__EXERCISE REQUIREMENTS__.
A. Repeat word for word the part of the article on Mr. Thompson's appointment at Yahoo that starts with "On the call, Mr." and goes on through "stagnant display-advertising business.".
B. Pick up the article on Mr. Thompson's appointment at Yahoo after its last sentence and continue writing it.

Mr. Thompson will have to rejuvenate a once-great internet
business that Mr. Bostock admitted has been "treading water" in
recent years.
On the call, Mr. Thompson said that Yahoo must continue to focus
on both technology and content -- "not one or the other." He
repeatedly referred to Yahoo sites' monthly visitor metrics as
proof of a great content foundation on which to build. But, perhaps
disappointingly for the advertising community, he said it was too
early to talk specifically about what changes Yahoo needs to make
to reinvigorate its stagnant display-advertising business.
Mr. Thompson also said that data analysis from Yahoo's giant user
base would be critical to its future innovation.
The appointment of Mr. Thompson, whose background is in tech and
products rather than media, came as a surprise to current as well
as former Yahoo execs. Still, they expressed relief to have someone
at the helm.
"I love his background," said one current Yahoo official. "He's
a CTO guy, a product guy. He doesn't look like a front-line
advertising guy, but we have a lot of advertising guys. Now I feel
better about shoring up the product and engineering parts of the
company and setting the strategic vision there."
A former executive at the company wrote in an email: "Great for
the platforms, consumer-facing product biz. [But] they better lock
in Ross Levinsohn ... so they have a real media leader, given that
Yahoo has been positioning itself as the leading digital-media
company."
Curt Hecht, CEO of Vivaki Nerve Center, a unit of Publicis
Groupe , doesn't see Mr. Thompson's lack of content or advertising
experience as a disadvantage.
"The reality is that someone from [Silicon Valley], who understands
technology, is critical to the success of Yahoo in terms of future
strategy, attracting the right engineering and product development
talent," Mr. Hecht wrote in an email. "Also, [his] coming from eBay
should make for an easier cultural transition on both sides since
they come from the same digital generation. ... The key questions
remain [strategy, implementation and talent acquisition], but he
looks well suited."

[Records from a point-labeling set]
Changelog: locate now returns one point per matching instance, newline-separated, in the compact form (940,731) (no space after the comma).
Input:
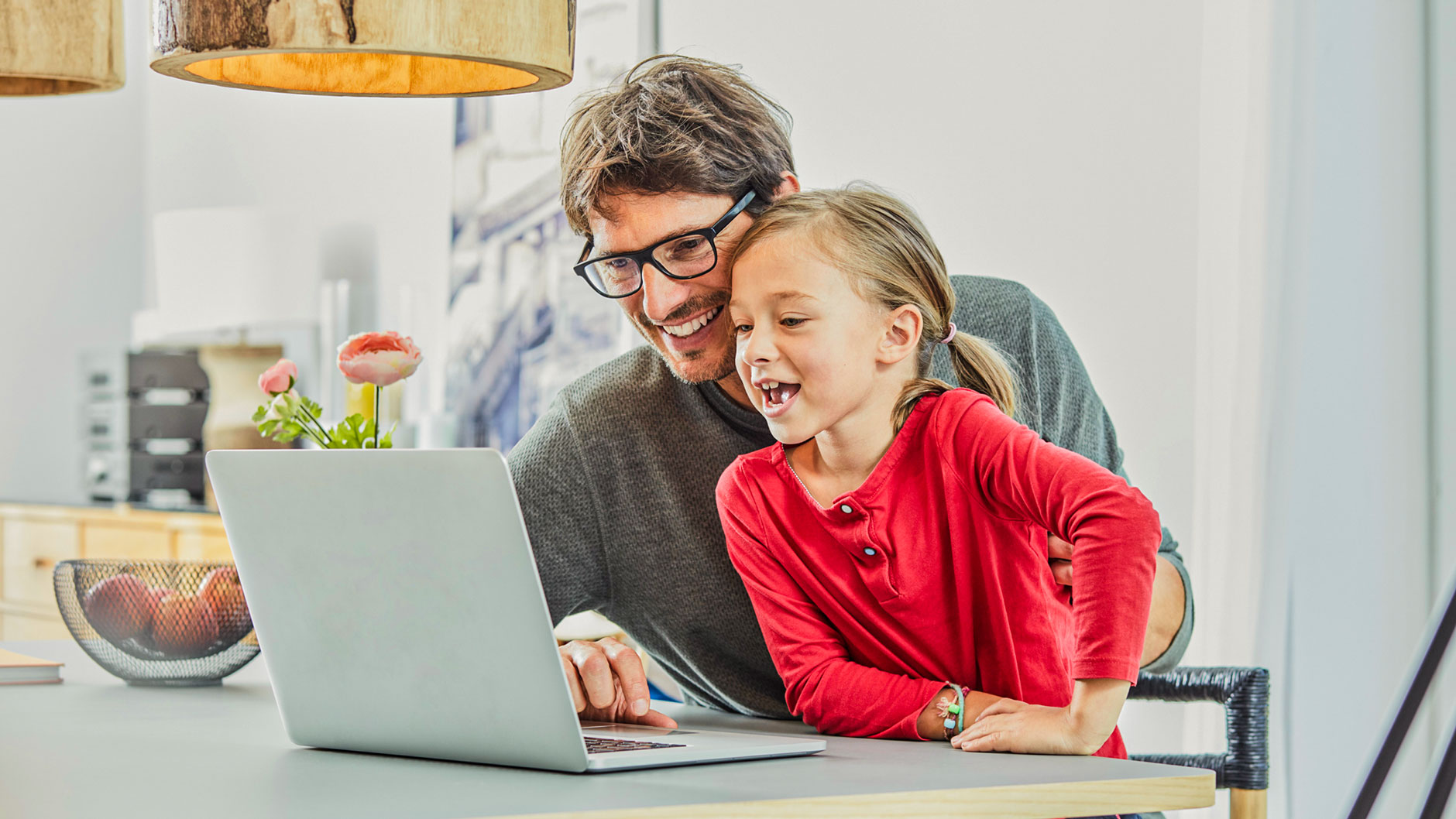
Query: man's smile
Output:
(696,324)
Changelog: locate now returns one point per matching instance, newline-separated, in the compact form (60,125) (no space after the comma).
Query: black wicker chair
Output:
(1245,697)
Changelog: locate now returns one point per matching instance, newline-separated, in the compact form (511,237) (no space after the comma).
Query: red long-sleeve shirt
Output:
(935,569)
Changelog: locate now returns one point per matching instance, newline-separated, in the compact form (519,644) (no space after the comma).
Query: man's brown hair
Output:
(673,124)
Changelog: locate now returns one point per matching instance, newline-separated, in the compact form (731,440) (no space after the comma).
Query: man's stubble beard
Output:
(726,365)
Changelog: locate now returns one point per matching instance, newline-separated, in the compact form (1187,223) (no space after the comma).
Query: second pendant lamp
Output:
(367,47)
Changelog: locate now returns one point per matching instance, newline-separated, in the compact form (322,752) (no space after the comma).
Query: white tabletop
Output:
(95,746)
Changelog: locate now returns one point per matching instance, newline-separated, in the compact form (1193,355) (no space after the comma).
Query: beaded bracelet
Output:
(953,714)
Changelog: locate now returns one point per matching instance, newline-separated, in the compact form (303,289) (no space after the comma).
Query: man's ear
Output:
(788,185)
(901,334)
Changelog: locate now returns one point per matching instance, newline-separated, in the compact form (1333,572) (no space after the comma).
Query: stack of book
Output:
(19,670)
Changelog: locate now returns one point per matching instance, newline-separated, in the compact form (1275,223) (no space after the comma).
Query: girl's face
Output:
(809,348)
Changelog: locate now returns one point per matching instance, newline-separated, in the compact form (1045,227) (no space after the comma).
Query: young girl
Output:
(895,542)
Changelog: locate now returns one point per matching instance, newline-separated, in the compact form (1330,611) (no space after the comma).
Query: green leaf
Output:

__ANSWERS TO THE EXERCISES__.
A.
On the call, Mr. Thompson said that Yahoo must continue to focus
on both technology and content -- "not one or the other." He
repeatedly referred to Yahoo sites' monthly visitor metrics as
proof of a great content foundation on which to build. But, perhaps
disappointingly for the advertising community, he said it was too
early to talk specifically about what changes Yahoo needs to make
to reinvigorate its stagnant display-advertising business.

B.
Yahoo's premium display advertising grew in the low-single-digit
percentage points in the third quarter of 2011, interim CEO Tim
Morse said on an October earnings call. Its overall display revenue
was $449 million in the period, basically flat with $448 million a
year earlier.
Yahoo was expected to end 2011 with 13.1% of the market vs.
Facebook's 17.7%, according to eMarketer. In
2012, Facebook's share is forecast to rise to 19.4%, while Google
is expected to get to 12.3% -- almost even with the projected 12.5%
for Yahoo.
Mr. Thompson joined PayPal in 2005 as chief technology officer.
He became president in 2008 and grew the company, owned by eBay, to
a $4 billion from an $1.8 billion business. He had previously
worked at Visa USA and a
subsidiary, Inovant, formed to oversee global technology.
But Mr. Thompson is far from a Silicon Valley lifer and
acknowledged some culture shock on coming there from a traditional
financial services company. There, "you can't just let developers
come in and open accounts and move money around," he told Wired in 2010, speaking of a PayPal initiative to create
an open developer platform.
Several news outlets have reported that Yahoo has been in
discussions to sell some stakes in its Asian assets and has at
least two offers from private-equity firms to buy large pieces of
Yahoo. On the conference call, Mr. Bostock said Yahoo plans to
remain a public company.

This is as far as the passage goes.